* [PROBLEM SET]:
**A.** Sum up the Smooth reference below in exactly two sentences.
**B.** Write the next part of the Smooth reference below, picking up after its last sentence.
[START OF PROVIDED PASSAGE]
Smooth

Smooth [ /B[=b ] /BLPF[=roundMode] /DIM = dim /E=endEffect /EVEN[=evenAllowed ] /F[=f ] /M=threshold /MPCT=percentile /R=replacement /S=sgOrder ] num, wave0 [,wave1 ]...

The Smooth operation smooths the named waves using binomial (Gaussian) smoothing, boxcar (sliding average) smoothing, Savitzky-Golay (polynomial) smoothing, or running-median filtering.

The default smoothing algorithm is binomial (Gaussian) smoothing.

Parameters

num is the number of smoothing operations to be applied for binomial smoothing or the integer number of points in the smoothing window for boxcar, Savitzky-Golay, and running-median smoothing, or, if you use /BLPF, the low-pass cutoff frequency.

Each wave, which may be floating point or integer, is smoothed in-place, overwriting the values with the smoothed result. waveName may be a floating point or integer wave.

If an input wave is complex, the real and imaginary parts are smoothed independently.

If an input wave contains NaNs, smoothing results are unsatisfactory unless running-median (/M) filtering is used with a median of 3 or more.

The Loess operation can fill in NaNs and the Interpolate2 operation ignores NaNs and INFs.
[END OF PROVIDED PASSAGE]
[START OF MATERIAL SHOWN]
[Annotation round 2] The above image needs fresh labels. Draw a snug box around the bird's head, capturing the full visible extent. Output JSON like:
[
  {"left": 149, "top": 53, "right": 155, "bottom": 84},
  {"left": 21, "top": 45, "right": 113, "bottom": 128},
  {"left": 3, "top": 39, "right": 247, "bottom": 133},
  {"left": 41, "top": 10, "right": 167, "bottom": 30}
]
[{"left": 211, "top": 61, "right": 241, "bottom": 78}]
[END OF MATERIAL SHOWN]
* [TASK RESPONSES]:
**A.** The Smooth operation smooths the named waves in place with binomial (Gaussian), boxcar (sliding average), Savitzky-Golay (polynomial), or running-median methods, and binomial smoothing is the default. The num parameter gives the number of smoothing passes for binomial smoothing, the window size in points for the other methods, or the low-pass cutoff frequency with /BLPF, while complex waves have their real and imaginary parts smoothed separately and waves with NaNs smooth poorly unless running-median filtering with a median of 3 or more is used.

**B.**
Flags

/B[=b ]	Invokes boxcar smoothing algorithm. If given, b specifies the number of passes (repetitions) to use when smoothing the data with smoothing factor num (box width). The number of passes can be any value between 1 and 32767.
/BLPF[=roundMode ]
	Calculates the integer number of smoothing operations to be applied for binomial smoothing based on interpreting the num parameter as the low-pass cutoff frequency and then performs the smoothing. /BLPF was added in Igor Pro 8.00.
	The calculated number of smoothing operations is returned in V_iterations:
	$\displaystyle { V\_iterations }=\ln (\sqrt{2})\left(\frac{1}{\left(\pi f_{c n}\right)^{2}}-\frac{1}{6}\right)$
	where fcn = num * DimDelta(wave0, dim)
	If roundMode is 1, V_iterations is rounded down to an integer value. This is the default if you use /BLPF by itself without roundMode.
	If roundMode is 2, V_iterations is rounded up to an integer value.
	fcn is the Nyquist-normalized cutoff frequency and should be ≤ 0.182028, which results in V_iterations = 1.
	The cutoff frequency, also known as the "half power point", is the frequency at which the magnitude response of the smoothing filter declines to 1/sqrt(2) ≈ 0.707107.
/DIM = dim	Specifies the wave dimension to smooth:
	dim = -1: Treats entire wave as 1D (default) dim = 0: Operates along rows dim = 1: Operates along columns dim = 2: Operates along layers dim = 3: Operates along chunks
/E=endEffect	Determines how to handle the ends of the wave ("w" in these descriptions) when fabricating missing neighbor values.
	endEffect = 0: Bounce method (default). Uses w[i] in place of the missing w[-i] and w[n-i] in place of the missing w[n+i]. endEffect = 1: Wrap method. Uses w[n-i] in place of the missing w[-i] and vice-versa. endEffect = 2: Zero method. Uses 0 for any missing value. endEffect = 3: Repeat method. Uses w[0] in place of the missing w[-i] and w[n] in place of the missing w[n+i].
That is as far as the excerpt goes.